Défi a:
Citez mot pour mot un morceau du texte sur l'improvisation théâtrale qui suit : partez des mots « Du coup, j’ai » et arrêtez-vous après « sur les bras. ».

Passage donné:
***
Du coup, j’ai pu mettre le doigt sur certains « tics » d’équipe, que l’entraîneur habituel ne remarque peut-être même plus. En l’occurence, après quelques impros, j’ai noté que les improvisateurs tombaient souvent dans le syndrome du chaos instantané. L’expression est de Johnstone, et elle largement reprise sous d’autres appellations par Diggles ou Salinsky-White: c’est le fait de faire entrer trop subitement l’action dans la scène, avant que le spectateur ait eu droit à une exposition convenable. C’est lorsque, après trois répliques, on a déjà un savant fou sur un bateau-pirate, un chien qui bouche les toilettes, et un cadavre de belle-mère sur les bras.

Plus largement, je constate que la plupart de mes équipes sont sujettes à ce syndrome. Keith Johnstone nous avait dit en stage: « L’improvisation théâtrale actuelle, telle qu’elle est pratiquée, peut se résumera à ça: something… something… something… – nothing! Vous, ce que vous voulez avoir comme théâtre, c’est quelque chose du type: nothing… nothing… nothing… – something! » Pour Johnstone, une esthétique cohérente de l’improvisation, c’est une esthétique épurée, où l’écriture de la scène est réduite à son strict minimum, et où les personnages osent accumuler une tension dramatique pour la libérer plus tard, d’un seul coup. Dans d’autres ouvrages, on trouve aussi cette idée que le chaos de la scène, sa phase active, doit être retardée jusqu’au moment le plus opportun.

Si Hamlet tuait son oncle au premier acte, Shakespeare n’aurait rien à raconter.
***
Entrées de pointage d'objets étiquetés

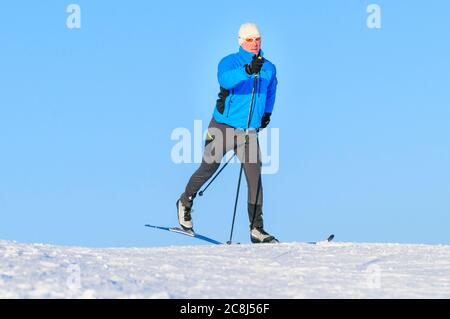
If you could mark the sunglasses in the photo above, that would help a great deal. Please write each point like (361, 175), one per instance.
(249, 40)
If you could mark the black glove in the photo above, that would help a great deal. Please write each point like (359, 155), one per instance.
(265, 120)
(255, 66)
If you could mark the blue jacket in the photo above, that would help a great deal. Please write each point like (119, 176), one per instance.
(236, 85)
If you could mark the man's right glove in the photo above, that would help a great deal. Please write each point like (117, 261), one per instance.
(265, 120)
(255, 66)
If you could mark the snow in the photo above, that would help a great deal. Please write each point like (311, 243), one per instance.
(288, 270)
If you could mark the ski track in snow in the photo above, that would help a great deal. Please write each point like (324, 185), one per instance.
(288, 270)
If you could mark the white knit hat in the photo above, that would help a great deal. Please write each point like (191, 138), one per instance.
(247, 30)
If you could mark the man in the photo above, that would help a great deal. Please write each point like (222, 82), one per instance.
(247, 82)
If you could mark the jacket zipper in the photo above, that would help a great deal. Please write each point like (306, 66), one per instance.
(230, 101)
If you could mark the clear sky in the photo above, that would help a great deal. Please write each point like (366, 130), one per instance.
(86, 117)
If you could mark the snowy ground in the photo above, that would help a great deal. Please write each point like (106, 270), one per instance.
(292, 270)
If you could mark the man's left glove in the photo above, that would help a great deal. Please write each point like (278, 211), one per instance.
(265, 120)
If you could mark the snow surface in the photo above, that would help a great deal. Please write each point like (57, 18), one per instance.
(290, 270)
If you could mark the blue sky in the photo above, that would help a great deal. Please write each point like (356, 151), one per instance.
(86, 117)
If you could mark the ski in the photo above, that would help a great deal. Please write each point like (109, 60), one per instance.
(186, 233)
(193, 234)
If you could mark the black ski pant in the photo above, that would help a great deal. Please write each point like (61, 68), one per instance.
(220, 139)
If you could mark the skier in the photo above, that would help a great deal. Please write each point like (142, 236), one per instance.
(237, 74)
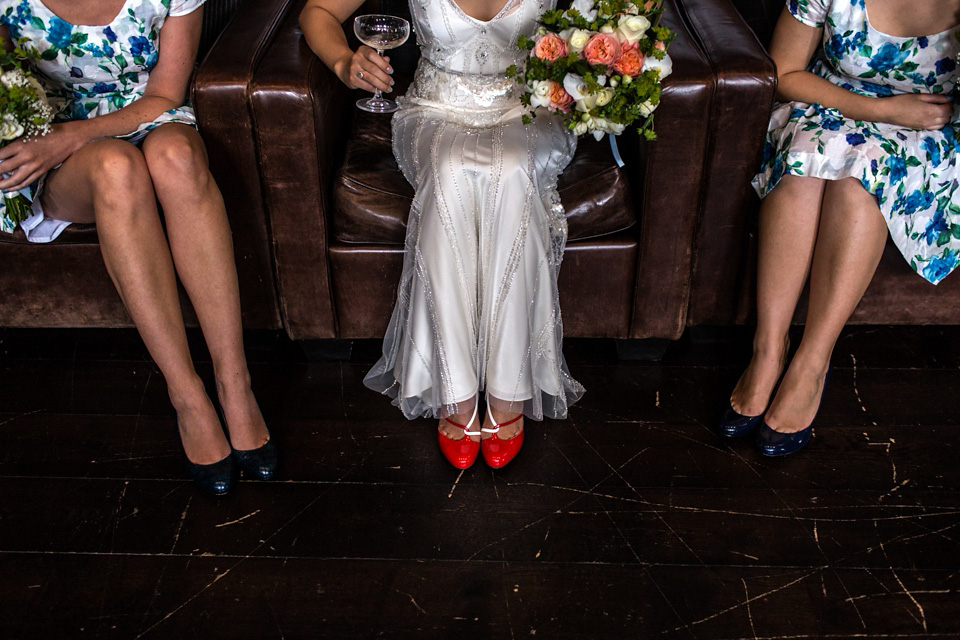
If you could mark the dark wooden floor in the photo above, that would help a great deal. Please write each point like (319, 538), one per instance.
(628, 520)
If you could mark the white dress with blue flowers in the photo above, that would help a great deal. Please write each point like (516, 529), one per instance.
(912, 173)
(88, 71)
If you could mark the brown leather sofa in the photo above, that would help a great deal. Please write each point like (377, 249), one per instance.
(65, 284)
(338, 204)
(723, 289)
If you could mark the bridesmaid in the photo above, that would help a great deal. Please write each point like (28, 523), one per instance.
(116, 73)
(863, 146)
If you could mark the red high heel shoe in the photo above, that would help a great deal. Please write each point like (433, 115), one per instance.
(461, 453)
(499, 452)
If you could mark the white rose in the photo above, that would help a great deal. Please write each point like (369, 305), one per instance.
(665, 66)
(586, 103)
(10, 129)
(11, 78)
(577, 39)
(632, 28)
(540, 93)
(586, 9)
(574, 85)
(605, 96)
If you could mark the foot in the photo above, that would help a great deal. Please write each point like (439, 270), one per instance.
(200, 430)
(511, 424)
(449, 430)
(242, 413)
(798, 399)
(752, 394)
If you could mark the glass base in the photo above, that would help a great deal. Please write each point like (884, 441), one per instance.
(377, 105)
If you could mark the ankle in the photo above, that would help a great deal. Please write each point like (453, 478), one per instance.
(771, 347)
(236, 384)
(188, 395)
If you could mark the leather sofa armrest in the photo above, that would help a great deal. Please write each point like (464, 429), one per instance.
(667, 176)
(220, 94)
(302, 114)
(746, 85)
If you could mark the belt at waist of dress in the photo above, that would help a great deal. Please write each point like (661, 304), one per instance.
(464, 92)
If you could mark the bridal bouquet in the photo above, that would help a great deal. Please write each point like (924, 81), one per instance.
(599, 63)
(24, 111)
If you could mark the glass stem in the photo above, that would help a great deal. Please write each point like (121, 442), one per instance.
(377, 97)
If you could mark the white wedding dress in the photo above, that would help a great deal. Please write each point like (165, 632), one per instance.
(477, 307)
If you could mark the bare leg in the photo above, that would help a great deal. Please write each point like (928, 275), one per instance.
(202, 250)
(849, 245)
(789, 219)
(107, 182)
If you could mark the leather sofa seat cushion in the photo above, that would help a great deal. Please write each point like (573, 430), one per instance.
(74, 234)
(372, 198)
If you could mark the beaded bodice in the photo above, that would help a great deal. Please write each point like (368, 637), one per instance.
(453, 41)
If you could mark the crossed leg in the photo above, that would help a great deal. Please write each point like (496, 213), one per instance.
(834, 232)
(849, 246)
(110, 182)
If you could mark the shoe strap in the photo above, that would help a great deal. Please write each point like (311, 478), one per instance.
(496, 427)
(466, 427)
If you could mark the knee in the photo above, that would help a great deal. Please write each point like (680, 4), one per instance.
(848, 191)
(119, 176)
(177, 160)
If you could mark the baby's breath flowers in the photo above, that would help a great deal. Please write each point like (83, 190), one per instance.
(24, 112)
(599, 63)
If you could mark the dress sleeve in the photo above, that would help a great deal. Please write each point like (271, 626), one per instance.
(183, 7)
(812, 13)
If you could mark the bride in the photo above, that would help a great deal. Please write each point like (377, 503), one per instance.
(477, 307)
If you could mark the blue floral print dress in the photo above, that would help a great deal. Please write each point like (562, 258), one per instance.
(88, 71)
(912, 173)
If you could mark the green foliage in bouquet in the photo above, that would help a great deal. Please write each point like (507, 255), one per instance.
(24, 112)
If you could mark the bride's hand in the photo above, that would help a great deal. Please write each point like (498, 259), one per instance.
(922, 111)
(366, 70)
(25, 160)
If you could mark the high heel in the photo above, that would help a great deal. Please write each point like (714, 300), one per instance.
(460, 453)
(259, 463)
(215, 479)
(773, 443)
(735, 425)
(498, 453)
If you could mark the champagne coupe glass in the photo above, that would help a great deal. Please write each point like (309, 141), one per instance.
(380, 32)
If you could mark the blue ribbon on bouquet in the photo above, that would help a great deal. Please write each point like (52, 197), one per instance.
(616, 151)
(6, 224)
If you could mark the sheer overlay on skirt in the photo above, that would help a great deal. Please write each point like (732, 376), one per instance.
(477, 305)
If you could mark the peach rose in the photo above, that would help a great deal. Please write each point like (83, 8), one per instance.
(560, 100)
(630, 62)
(603, 48)
(550, 47)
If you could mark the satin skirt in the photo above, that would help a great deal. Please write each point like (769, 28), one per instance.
(477, 308)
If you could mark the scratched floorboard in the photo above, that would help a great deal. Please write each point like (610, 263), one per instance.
(628, 520)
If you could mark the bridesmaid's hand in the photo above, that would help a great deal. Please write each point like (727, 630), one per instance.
(923, 111)
(24, 161)
(366, 70)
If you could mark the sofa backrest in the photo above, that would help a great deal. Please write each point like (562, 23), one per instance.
(216, 15)
(761, 15)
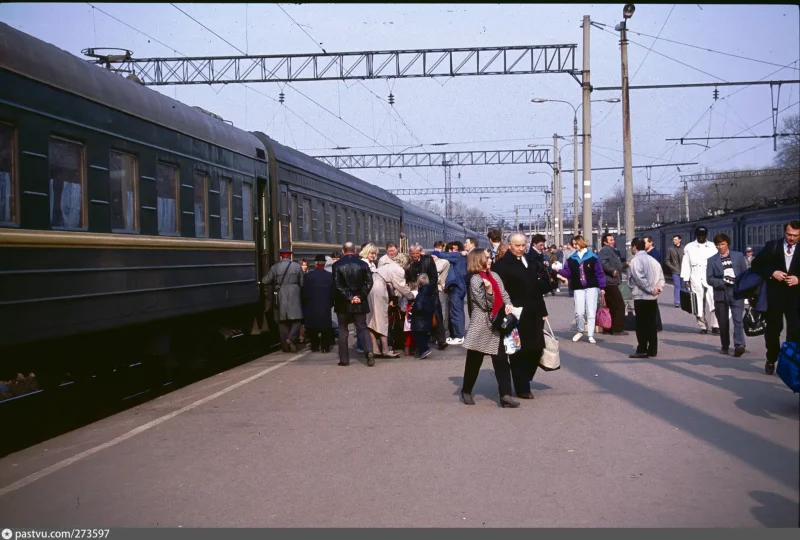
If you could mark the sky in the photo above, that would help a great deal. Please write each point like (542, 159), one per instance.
(750, 42)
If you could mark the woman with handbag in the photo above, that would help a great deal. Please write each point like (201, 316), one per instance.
(487, 299)
(521, 278)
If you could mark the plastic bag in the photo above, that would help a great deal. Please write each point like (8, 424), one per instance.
(512, 342)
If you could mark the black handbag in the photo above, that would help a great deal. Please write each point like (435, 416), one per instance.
(754, 323)
(504, 323)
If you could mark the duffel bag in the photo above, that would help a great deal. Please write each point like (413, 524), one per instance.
(789, 365)
(753, 322)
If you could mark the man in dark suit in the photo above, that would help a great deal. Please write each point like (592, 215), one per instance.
(779, 264)
(352, 281)
(652, 250)
(721, 272)
(519, 277)
(317, 305)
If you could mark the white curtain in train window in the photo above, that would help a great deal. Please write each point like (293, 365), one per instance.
(166, 216)
(247, 213)
(199, 219)
(65, 210)
(224, 207)
(5, 197)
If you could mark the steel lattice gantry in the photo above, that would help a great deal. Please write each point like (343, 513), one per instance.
(733, 175)
(436, 159)
(415, 63)
(466, 191)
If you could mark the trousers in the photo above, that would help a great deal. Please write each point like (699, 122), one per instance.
(289, 330)
(457, 312)
(502, 371)
(616, 305)
(359, 320)
(586, 309)
(646, 333)
(725, 309)
(321, 338)
(676, 286)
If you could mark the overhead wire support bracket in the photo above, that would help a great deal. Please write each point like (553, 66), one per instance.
(436, 159)
(471, 190)
(341, 66)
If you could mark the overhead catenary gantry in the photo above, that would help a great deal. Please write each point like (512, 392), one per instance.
(339, 66)
(436, 159)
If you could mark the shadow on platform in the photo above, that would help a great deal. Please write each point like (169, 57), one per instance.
(775, 510)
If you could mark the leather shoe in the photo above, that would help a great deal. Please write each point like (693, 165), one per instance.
(508, 402)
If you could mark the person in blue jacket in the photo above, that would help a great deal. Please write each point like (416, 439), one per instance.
(456, 287)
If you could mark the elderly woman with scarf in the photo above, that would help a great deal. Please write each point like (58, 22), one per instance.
(584, 273)
(487, 296)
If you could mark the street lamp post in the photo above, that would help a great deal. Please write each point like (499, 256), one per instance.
(576, 196)
(630, 225)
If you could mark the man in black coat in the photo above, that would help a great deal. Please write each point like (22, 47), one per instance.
(779, 265)
(352, 281)
(317, 304)
(520, 279)
(422, 263)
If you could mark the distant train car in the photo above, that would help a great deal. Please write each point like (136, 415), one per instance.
(317, 207)
(120, 209)
(751, 227)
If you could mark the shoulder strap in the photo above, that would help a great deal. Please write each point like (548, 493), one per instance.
(283, 277)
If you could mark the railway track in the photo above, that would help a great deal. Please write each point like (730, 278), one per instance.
(39, 415)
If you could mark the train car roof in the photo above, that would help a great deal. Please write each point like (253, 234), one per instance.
(308, 163)
(35, 59)
(421, 212)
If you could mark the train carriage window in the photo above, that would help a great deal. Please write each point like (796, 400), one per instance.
(200, 204)
(284, 213)
(167, 198)
(122, 185)
(294, 216)
(330, 232)
(351, 226)
(247, 212)
(7, 174)
(67, 182)
(225, 207)
(307, 219)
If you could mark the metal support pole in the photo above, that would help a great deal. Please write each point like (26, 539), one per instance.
(686, 197)
(630, 225)
(575, 197)
(587, 137)
(556, 191)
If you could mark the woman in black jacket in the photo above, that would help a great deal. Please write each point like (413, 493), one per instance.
(422, 314)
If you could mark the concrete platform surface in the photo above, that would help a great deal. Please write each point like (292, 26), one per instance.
(689, 439)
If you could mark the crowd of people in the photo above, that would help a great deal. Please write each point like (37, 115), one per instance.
(406, 301)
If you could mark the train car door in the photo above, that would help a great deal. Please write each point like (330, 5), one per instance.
(263, 233)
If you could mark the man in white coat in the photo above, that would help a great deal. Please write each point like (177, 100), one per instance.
(693, 275)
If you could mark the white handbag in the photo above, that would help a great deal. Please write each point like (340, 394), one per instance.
(550, 360)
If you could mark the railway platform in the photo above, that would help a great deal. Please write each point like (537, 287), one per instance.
(689, 439)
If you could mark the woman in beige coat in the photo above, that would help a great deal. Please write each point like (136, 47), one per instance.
(387, 281)
(487, 296)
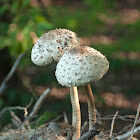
***
Défi b:
Combien de lignes des entrées ci-dessus contiennent le mot « support », en tenant compte des majuscules et des minuscules ? Donnez uniquement le nombre.

Solution complète a:
Du coup, j’ai pu mettre le doigt sur certains « tics » d’équipe, que l’entraîneur habituel ne remarque peut-être même plus. En l’occurence, après quelques impros, j’ai noté que les improvisateurs tombaient souvent dans le syndrome du chaos instantané. L’expression est de Johnstone, et elle largement reprise sous d’autres appellations par Diggles ou Salinsky-White: c’est le fait de faire entrer trop subitement l’action dans la scène, avant que le spectateur ait eu droit à une exposition convenable. C’est lorsque, après trois répliques, on a déjà un savant fou sur un bateau-pirate, un chien qui bouche les toilettes, et un cadavre de belle-mère sur les bras.

Solution complète b:
2